- Source material -
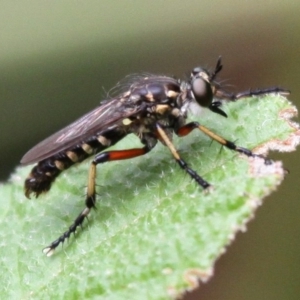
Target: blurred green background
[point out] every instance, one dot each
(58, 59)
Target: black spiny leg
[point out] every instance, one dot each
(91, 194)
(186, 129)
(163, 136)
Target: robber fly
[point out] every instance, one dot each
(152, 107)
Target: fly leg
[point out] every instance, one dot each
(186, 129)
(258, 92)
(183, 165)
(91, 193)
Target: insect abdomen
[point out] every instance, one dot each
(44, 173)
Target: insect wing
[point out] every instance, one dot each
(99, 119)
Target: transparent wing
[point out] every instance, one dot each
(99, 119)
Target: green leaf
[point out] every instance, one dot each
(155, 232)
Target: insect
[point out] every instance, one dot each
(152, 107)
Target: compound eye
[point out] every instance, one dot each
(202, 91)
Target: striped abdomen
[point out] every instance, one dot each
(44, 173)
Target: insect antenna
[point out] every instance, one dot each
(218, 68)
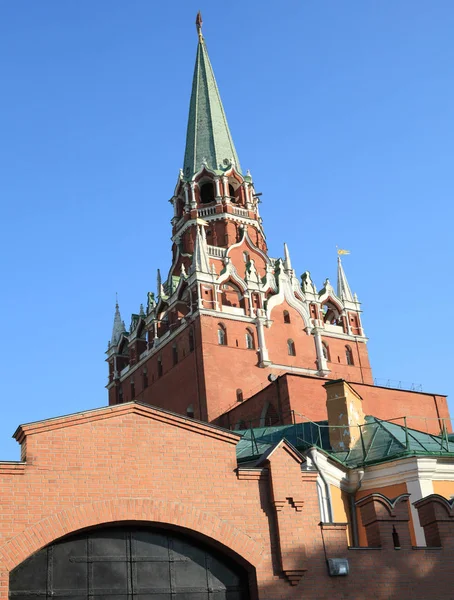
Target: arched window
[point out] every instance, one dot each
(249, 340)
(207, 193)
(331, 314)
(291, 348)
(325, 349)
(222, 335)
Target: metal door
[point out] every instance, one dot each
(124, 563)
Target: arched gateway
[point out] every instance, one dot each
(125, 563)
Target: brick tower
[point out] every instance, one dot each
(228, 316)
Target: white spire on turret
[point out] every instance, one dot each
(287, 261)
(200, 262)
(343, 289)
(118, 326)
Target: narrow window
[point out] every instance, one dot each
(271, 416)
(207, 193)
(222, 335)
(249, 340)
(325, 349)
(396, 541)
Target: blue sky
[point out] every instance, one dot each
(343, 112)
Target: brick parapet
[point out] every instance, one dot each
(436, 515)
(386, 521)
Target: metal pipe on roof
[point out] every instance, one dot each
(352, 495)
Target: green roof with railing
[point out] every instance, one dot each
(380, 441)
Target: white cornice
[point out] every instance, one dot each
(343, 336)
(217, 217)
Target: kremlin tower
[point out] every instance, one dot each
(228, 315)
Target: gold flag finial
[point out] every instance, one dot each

- Work required -
Copy the lines from the one containing "Target: blue sky" through the last line, substituting "balustrade" for "parapet" and leaving everything else unchanged.

- Reply -
Target: blue sky
[point out] every instance, one dot each
(343, 112)
Target: brick balustrade
[point out] every instance, one dot each
(436, 515)
(386, 521)
Target: metal pipe on roof
[point out] every instance, one dot each
(352, 495)
Target: green roof with railing
[point out] every instance, one dot each
(380, 441)
Target: white cornice
[point out] every instance, one dot each
(343, 336)
(217, 217)
Target: kremlin tower
[point out] every instance, one dot each
(228, 315)
Target: gold flag finial
[point out] every instance, one dot each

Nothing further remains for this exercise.